* [EXERCISE DETAILS]:
With pictures removed, print the listing exactly.
*-*-*
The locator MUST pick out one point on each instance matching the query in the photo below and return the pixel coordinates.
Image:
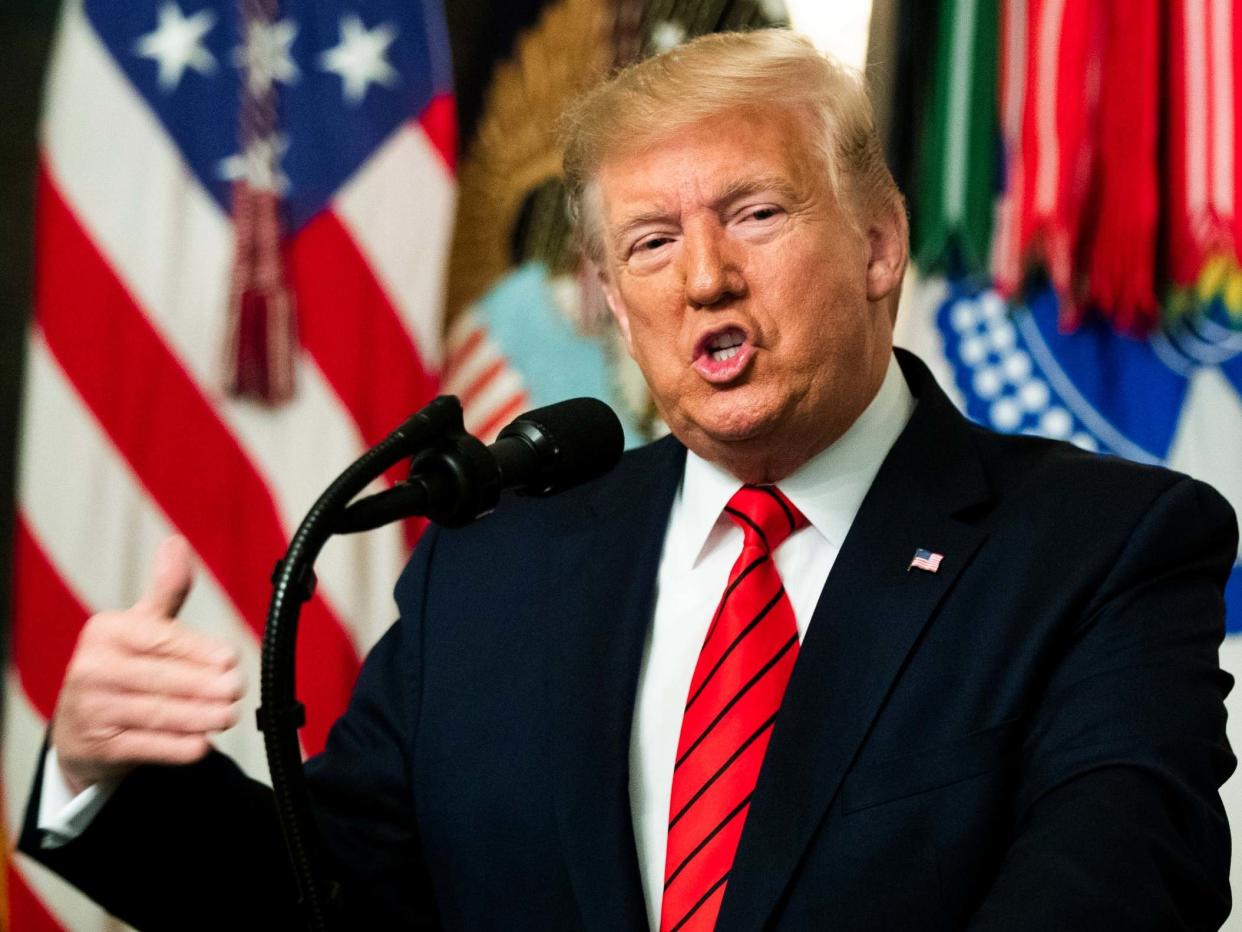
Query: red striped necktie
(739, 680)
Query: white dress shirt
(699, 551)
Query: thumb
(172, 577)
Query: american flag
(927, 561)
(127, 433)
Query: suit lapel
(600, 603)
(867, 620)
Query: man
(826, 657)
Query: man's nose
(712, 274)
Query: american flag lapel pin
(927, 561)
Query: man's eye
(651, 245)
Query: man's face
(750, 301)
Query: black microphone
(458, 480)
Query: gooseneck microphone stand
(437, 429)
(453, 480)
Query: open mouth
(720, 357)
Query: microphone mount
(453, 480)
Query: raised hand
(143, 687)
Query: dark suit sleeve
(200, 848)
(1118, 818)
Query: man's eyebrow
(745, 187)
(720, 199)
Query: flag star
(774, 10)
(266, 55)
(667, 35)
(258, 164)
(359, 59)
(176, 45)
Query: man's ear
(888, 239)
(617, 307)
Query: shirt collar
(829, 488)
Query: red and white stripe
(127, 436)
(1202, 134)
(1048, 93)
(478, 372)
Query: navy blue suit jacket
(1031, 737)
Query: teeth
(724, 341)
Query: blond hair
(713, 75)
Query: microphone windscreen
(574, 441)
*-*-*
* [ANSWER FOR THIS EXERCISE]:
The locator MUST pick out one point on each instance matching the query in the photo below and return the pixel coordinates.
Image:
Query: red striped necktie
(739, 680)
Query: white dress shirt
(699, 551)
Query: thumb
(172, 577)
Query: american flag
(927, 561)
(127, 433)
Query: suit lapel
(600, 603)
(867, 620)
Query: man
(826, 657)
Query: man's nose
(712, 274)
Query: american flag lapel pin
(927, 561)
Query: man's eye
(651, 245)
Query: man's face
(750, 301)
Query: black microphone
(458, 480)
Query: gooseneck microphone stand
(437, 429)
(453, 480)
Query: open mouth
(720, 357)
Query: microphone mount
(453, 480)
Query: raised hand
(143, 687)
Query: dark suit sleeve
(200, 848)
(1118, 818)
Query: man's eyebrow
(745, 187)
(720, 199)
Query: flag star
(774, 10)
(266, 55)
(667, 35)
(258, 164)
(359, 59)
(176, 45)
Query: man's ear
(888, 239)
(617, 307)
Query: shirt collar
(829, 488)
Query: red and white stripe
(127, 436)
(1202, 134)
(1048, 93)
(478, 372)
Query: navy blue suit jacket
(1031, 737)
Query: teeth
(724, 341)
Query: blond hair
(713, 75)
Query: microphone windscreen
(574, 441)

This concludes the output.